» Data for processing:

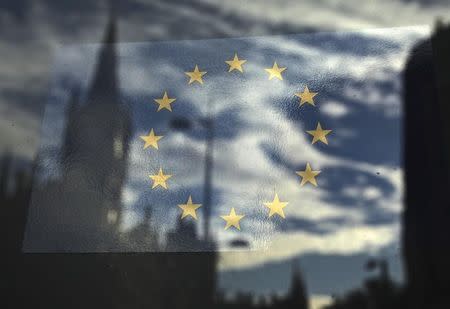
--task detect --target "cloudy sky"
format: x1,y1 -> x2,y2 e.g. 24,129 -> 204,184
29,26 -> 429,304
0,0 -> 449,308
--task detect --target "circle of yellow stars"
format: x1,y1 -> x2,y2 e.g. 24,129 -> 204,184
140,53 -> 332,231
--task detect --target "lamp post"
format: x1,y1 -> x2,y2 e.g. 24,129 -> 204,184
170,113 -> 214,240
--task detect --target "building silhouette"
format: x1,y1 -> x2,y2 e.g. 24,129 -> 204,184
403,25 -> 450,309
0,7 -> 307,309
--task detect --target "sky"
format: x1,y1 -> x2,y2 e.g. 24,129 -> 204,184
26,26 -> 429,304
0,0 -> 450,308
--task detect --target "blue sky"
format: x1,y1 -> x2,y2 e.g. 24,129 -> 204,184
27,27 -> 428,306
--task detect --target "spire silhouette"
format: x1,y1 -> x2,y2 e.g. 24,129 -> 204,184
88,5 -> 119,104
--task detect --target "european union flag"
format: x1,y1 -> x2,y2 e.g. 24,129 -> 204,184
24,24 -> 427,253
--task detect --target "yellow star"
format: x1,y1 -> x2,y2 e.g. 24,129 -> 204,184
225,54 -> 247,73
295,86 -> 317,106
264,193 -> 289,219
264,61 -> 286,80
178,195 -> 202,220
295,163 -> 321,187
220,208 -> 245,230
154,91 -> 176,112
140,129 -> 163,149
306,122 -> 331,145
184,65 -> 207,85
148,168 -> 172,189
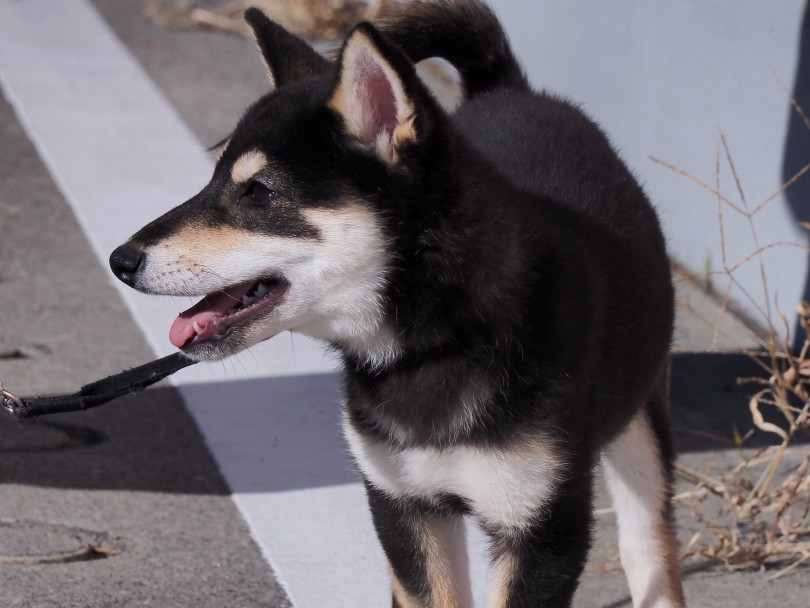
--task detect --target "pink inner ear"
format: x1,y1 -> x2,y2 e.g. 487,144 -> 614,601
355,52 -> 397,145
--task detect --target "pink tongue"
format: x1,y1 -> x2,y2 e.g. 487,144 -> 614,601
169,283 -> 254,348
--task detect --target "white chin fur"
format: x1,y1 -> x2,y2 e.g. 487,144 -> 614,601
138,204 -> 398,360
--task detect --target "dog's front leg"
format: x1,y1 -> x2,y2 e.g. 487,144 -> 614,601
367,484 -> 463,608
482,467 -> 593,608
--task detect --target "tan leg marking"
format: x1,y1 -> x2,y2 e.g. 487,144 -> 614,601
602,411 -> 684,608
416,516 -> 461,608
391,570 -> 422,608
482,551 -> 518,608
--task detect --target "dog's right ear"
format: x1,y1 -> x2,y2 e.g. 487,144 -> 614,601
245,7 -> 330,91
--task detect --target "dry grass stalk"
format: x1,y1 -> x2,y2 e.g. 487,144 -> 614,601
652,113 -> 810,580
145,0 -> 396,40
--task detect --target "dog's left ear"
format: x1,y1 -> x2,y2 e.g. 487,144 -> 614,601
245,7 -> 330,90
329,23 -> 426,166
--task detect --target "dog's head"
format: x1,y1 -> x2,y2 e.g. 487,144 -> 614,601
110,9 -> 439,359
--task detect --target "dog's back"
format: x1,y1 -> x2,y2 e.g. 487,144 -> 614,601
382,1 -> 674,441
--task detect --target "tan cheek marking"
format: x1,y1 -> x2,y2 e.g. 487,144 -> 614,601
231,150 -> 268,184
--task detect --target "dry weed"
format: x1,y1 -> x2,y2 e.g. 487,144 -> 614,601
652,78 -> 810,580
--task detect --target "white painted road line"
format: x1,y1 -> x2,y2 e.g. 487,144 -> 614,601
0,0 -> 486,608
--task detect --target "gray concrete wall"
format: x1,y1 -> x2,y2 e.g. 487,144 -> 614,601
491,0 -> 810,338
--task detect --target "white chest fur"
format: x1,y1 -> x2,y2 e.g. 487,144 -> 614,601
344,422 -> 561,530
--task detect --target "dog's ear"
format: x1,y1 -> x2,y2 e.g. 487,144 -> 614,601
245,7 -> 330,90
329,23 -> 427,166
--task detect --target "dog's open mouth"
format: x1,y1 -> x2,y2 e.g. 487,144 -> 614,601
169,279 -> 288,348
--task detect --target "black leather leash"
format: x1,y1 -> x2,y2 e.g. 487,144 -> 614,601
0,352 -> 197,420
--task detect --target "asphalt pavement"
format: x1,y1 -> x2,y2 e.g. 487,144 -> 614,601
0,0 -> 810,608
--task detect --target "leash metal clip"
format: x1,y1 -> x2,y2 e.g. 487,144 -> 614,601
0,382 -> 25,416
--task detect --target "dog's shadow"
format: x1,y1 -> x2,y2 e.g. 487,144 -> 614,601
0,353 -> 788,494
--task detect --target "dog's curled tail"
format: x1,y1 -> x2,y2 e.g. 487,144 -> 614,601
376,0 -> 529,97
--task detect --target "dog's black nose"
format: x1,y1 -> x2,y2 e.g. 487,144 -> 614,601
110,243 -> 143,287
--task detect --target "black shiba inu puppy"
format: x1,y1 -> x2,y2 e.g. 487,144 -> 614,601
110,0 -> 683,608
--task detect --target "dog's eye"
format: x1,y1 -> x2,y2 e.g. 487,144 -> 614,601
239,181 -> 276,205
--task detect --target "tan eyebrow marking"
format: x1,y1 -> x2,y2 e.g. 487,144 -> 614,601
231,150 -> 269,184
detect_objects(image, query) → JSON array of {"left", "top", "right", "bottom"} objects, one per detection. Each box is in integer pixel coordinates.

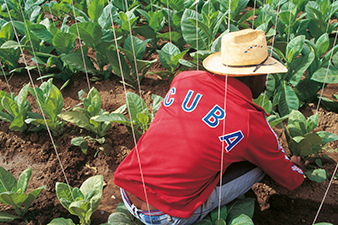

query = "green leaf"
[
  {"left": 226, "top": 198, "right": 255, "bottom": 223},
  {"left": 88, "top": 0, "right": 105, "bottom": 23},
  {"left": 0, "top": 212, "right": 21, "bottom": 222},
  {"left": 126, "top": 92, "right": 148, "bottom": 121},
  {"left": 61, "top": 53, "right": 97, "bottom": 74},
  {"left": 306, "top": 113, "right": 319, "bottom": 133},
  {"left": 277, "top": 81, "right": 299, "bottom": 116},
  {"left": 304, "top": 169, "right": 326, "bottom": 183},
  {"left": 47, "top": 218, "right": 75, "bottom": 225},
  {"left": 69, "top": 22, "right": 102, "bottom": 47},
  {"left": 24, "top": 186, "right": 46, "bottom": 213},
  {"left": 80, "top": 175, "right": 103, "bottom": 213},
  {"left": 0, "top": 167, "right": 17, "bottom": 193},
  {"left": 87, "top": 87, "right": 101, "bottom": 116},
  {"left": 52, "top": 32, "right": 76, "bottom": 55},
  {"left": 316, "top": 33, "right": 330, "bottom": 58},
  {"left": 1, "top": 96, "right": 19, "bottom": 118},
  {"left": 229, "top": 214, "right": 254, "bottom": 225},
  {"left": 311, "top": 66, "right": 338, "bottom": 84},
  {"left": 55, "top": 182, "right": 74, "bottom": 210},
  {"left": 316, "top": 131, "right": 338, "bottom": 145},
  {"left": 17, "top": 168, "right": 32, "bottom": 193},
  {"left": 286, "top": 35, "right": 305, "bottom": 63},
  {"left": 59, "top": 111, "right": 95, "bottom": 132},
  {"left": 70, "top": 137, "right": 88, "bottom": 154}
]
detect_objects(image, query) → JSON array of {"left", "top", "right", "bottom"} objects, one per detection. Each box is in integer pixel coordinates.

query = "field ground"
[{"left": 0, "top": 71, "right": 338, "bottom": 225}]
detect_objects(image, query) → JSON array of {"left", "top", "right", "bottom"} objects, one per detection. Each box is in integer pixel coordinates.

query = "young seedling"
[
  {"left": 49, "top": 175, "right": 103, "bottom": 225},
  {"left": 0, "top": 167, "right": 46, "bottom": 222},
  {"left": 283, "top": 110, "right": 338, "bottom": 182},
  {"left": 59, "top": 87, "right": 112, "bottom": 154}
]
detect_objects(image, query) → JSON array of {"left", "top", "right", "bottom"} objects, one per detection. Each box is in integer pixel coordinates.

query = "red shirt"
[{"left": 114, "top": 71, "right": 304, "bottom": 218}]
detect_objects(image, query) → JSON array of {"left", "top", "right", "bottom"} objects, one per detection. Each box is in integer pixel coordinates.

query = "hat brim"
[{"left": 203, "top": 52, "right": 288, "bottom": 77}]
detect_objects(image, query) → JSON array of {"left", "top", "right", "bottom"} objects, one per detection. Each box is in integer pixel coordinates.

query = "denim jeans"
[{"left": 121, "top": 163, "right": 265, "bottom": 225}]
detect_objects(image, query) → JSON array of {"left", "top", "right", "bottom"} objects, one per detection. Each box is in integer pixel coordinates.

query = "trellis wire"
[
  {"left": 108, "top": 0, "right": 152, "bottom": 221},
  {"left": 5, "top": 0, "right": 74, "bottom": 199},
  {"left": 0, "top": 61, "right": 12, "bottom": 93},
  {"left": 72, "top": 1, "right": 90, "bottom": 91}
]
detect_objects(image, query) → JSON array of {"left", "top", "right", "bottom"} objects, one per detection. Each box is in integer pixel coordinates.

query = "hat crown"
[{"left": 221, "top": 29, "right": 268, "bottom": 66}]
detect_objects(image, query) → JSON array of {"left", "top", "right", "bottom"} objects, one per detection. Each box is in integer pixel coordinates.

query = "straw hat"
[{"left": 203, "top": 29, "right": 288, "bottom": 77}]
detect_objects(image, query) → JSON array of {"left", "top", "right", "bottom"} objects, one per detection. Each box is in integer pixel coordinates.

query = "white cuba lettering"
[
  {"left": 163, "top": 87, "right": 176, "bottom": 107},
  {"left": 182, "top": 90, "right": 202, "bottom": 112},
  {"left": 219, "top": 130, "right": 244, "bottom": 152},
  {"left": 202, "top": 105, "right": 225, "bottom": 128}
]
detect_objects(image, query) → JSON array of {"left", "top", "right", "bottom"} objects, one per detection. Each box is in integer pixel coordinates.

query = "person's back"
[{"left": 114, "top": 28, "right": 303, "bottom": 224}]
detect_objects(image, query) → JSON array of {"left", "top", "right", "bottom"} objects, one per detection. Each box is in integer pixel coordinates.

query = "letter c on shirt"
[
  {"left": 202, "top": 105, "right": 225, "bottom": 128},
  {"left": 163, "top": 87, "right": 176, "bottom": 107}
]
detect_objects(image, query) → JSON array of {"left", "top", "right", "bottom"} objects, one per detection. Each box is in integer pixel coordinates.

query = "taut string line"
[{"left": 5, "top": 0, "right": 74, "bottom": 199}]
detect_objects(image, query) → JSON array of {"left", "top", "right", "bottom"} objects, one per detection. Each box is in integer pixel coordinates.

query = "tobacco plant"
[
  {"left": 0, "top": 167, "right": 46, "bottom": 222},
  {"left": 49, "top": 175, "right": 103, "bottom": 225},
  {"left": 59, "top": 87, "right": 112, "bottom": 153},
  {"left": 93, "top": 92, "right": 163, "bottom": 140},
  {"left": 107, "top": 36, "right": 157, "bottom": 87},
  {"left": 25, "top": 78, "right": 64, "bottom": 136},
  {"left": 154, "top": 43, "right": 189, "bottom": 79},
  {"left": 283, "top": 110, "right": 338, "bottom": 182},
  {"left": 0, "top": 84, "right": 31, "bottom": 132}
]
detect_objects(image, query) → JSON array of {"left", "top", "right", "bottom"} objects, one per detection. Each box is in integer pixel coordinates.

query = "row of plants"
[{"left": 0, "top": 0, "right": 338, "bottom": 224}]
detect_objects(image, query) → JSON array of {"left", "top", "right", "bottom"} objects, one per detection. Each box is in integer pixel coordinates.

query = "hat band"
[{"left": 223, "top": 56, "right": 276, "bottom": 72}]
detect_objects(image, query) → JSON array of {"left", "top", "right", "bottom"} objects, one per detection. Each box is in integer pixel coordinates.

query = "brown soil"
[{"left": 0, "top": 69, "right": 338, "bottom": 225}]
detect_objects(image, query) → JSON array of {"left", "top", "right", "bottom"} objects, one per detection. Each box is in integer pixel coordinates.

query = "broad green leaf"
[
  {"left": 52, "top": 32, "right": 76, "bottom": 55},
  {"left": 304, "top": 169, "right": 326, "bottom": 183},
  {"left": 126, "top": 92, "right": 148, "bottom": 121},
  {"left": 61, "top": 53, "right": 97, "bottom": 74},
  {"left": 15, "top": 83, "right": 30, "bottom": 111},
  {"left": 80, "top": 175, "right": 103, "bottom": 213},
  {"left": 0, "top": 23, "right": 14, "bottom": 40},
  {"left": 70, "top": 137, "right": 88, "bottom": 154},
  {"left": 17, "top": 168, "right": 32, "bottom": 193},
  {"left": 88, "top": 0, "right": 105, "bottom": 23},
  {"left": 92, "top": 112, "right": 130, "bottom": 126},
  {"left": 0, "top": 111, "right": 14, "bottom": 122},
  {"left": 267, "top": 115, "right": 289, "bottom": 128},
  {"left": 24, "top": 186, "right": 46, "bottom": 213},
  {"left": 295, "top": 78, "right": 323, "bottom": 101},
  {"left": 107, "top": 212, "right": 134, "bottom": 225},
  {"left": 59, "top": 111, "right": 95, "bottom": 132},
  {"left": 69, "top": 22, "right": 102, "bottom": 47},
  {"left": 288, "top": 110, "right": 308, "bottom": 137},
  {"left": 136, "top": 111, "right": 149, "bottom": 126},
  {"left": 29, "top": 24, "right": 54, "bottom": 44},
  {"left": 316, "top": 131, "right": 338, "bottom": 146},
  {"left": 181, "top": 9, "right": 210, "bottom": 50},
  {"left": 226, "top": 198, "right": 255, "bottom": 223},
  {"left": 87, "top": 87, "right": 101, "bottom": 116},
  {"left": 286, "top": 35, "right": 305, "bottom": 63},
  {"left": 55, "top": 182, "right": 74, "bottom": 209},
  {"left": 285, "top": 51, "right": 315, "bottom": 86},
  {"left": 1, "top": 96, "right": 19, "bottom": 118},
  {"left": 228, "top": 214, "right": 254, "bottom": 225},
  {"left": 0, "top": 212, "right": 21, "bottom": 223},
  {"left": 306, "top": 113, "right": 319, "bottom": 133},
  {"left": 0, "top": 167, "right": 17, "bottom": 193},
  {"left": 0, "top": 192, "right": 28, "bottom": 212},
  {"left": 47, "top": 218, "right": 75, "bottom": 225},
  {"left": 316, "top": 33, "right": 330, "bottom": 58},
  {"left": 278, "top": 81, "right": 299, "bottom": 116},
  {"left": 299, "top": 133, "right": 322, "bottom": 157},
  {"left": 311, "top": 66, "right": 338, "bottom": 84},
  {"left": 68, "top": 200, "right": 90, "bottom": 224}
]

» Goal:
Reproduce the data verbatim from its beginning through the line containing "140,53 -> 332,231", both ends inclusive, and omit the pictures from your output.

» Response for this exercise:
--task detect --target "cloudy sky"
format: x1,y1 -> x2,y2 e.g. 24,129 -> 204,184
29,26 -> 429,304
0,0 -> 449,308
--task detect --target "circle of yellow stars"
format: x1,y1 -> x2,y2 e.g. 24,129 -> 204,184
140,53 -> 332,231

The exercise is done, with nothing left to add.